→ **WORK TO BE COMPLETED**: Swap "Confirm" for "Verify" in the entries between the lines holding "According to our records, the white" and "[362,112,440,262]", inclusive. Write out only those lines, changing nothing else.

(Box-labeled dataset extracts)
------------------------------------------------------------------------
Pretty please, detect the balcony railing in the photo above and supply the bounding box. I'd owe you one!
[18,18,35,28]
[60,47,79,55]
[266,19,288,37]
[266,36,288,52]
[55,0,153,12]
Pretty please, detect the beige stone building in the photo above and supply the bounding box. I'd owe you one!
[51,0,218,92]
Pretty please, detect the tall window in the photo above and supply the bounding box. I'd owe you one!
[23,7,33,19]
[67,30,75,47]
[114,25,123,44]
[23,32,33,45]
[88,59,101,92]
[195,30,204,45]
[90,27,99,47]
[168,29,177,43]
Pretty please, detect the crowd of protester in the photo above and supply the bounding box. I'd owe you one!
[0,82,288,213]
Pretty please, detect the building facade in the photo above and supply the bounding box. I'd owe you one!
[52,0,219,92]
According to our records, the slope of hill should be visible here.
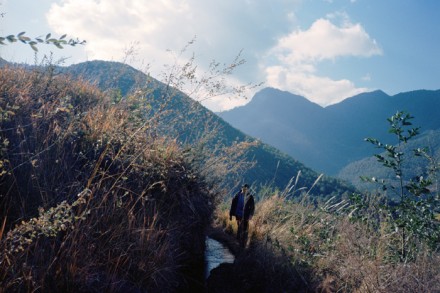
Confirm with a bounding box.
[218,89,440,174]
[60,61,352,194]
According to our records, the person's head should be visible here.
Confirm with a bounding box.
[241,184,249,192]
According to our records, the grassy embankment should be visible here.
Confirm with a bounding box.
[0,67,216,292]
[212,185,440,292]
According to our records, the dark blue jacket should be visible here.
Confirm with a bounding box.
[229,191,255,221]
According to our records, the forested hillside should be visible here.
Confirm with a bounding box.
[218,88,440,175]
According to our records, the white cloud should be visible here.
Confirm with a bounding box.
[266,66,368,106]
[263,13,382,106]
[273,19,382,64]
[46,0,382,111]
[46,0,300,110]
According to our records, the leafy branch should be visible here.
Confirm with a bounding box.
[0,32,86,51]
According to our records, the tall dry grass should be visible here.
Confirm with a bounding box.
[217,193,440,292]
[0,67,216,292]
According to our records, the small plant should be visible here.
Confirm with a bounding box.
[362,112,440,262]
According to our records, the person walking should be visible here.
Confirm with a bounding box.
[229,184,255,248]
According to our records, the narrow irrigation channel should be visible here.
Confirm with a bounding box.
[205,237,235,279]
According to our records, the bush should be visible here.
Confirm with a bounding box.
[0,67,216,292]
------------------------------------------------------------------------
→ **TASK ANSWER**:
According to our records, the white cloud should be visible here.
Verify with a bounding box.
[266,66,368,106]
[263,13,382,106]
[273,19,382,64]
[46,0,382,111]
[46,0,300,110]
According to our records, the leafy branch should be visible here.
Verify with a bounding box.
[0,32,86,51]
According to our records, the tall dry grass should be visible here.
Verify with a bounding box.
[217,193,440,292]
[0,67,216,292]
According to our records, the small plant should be visible here.
Verify with a bounding box.
[362,112,440,262]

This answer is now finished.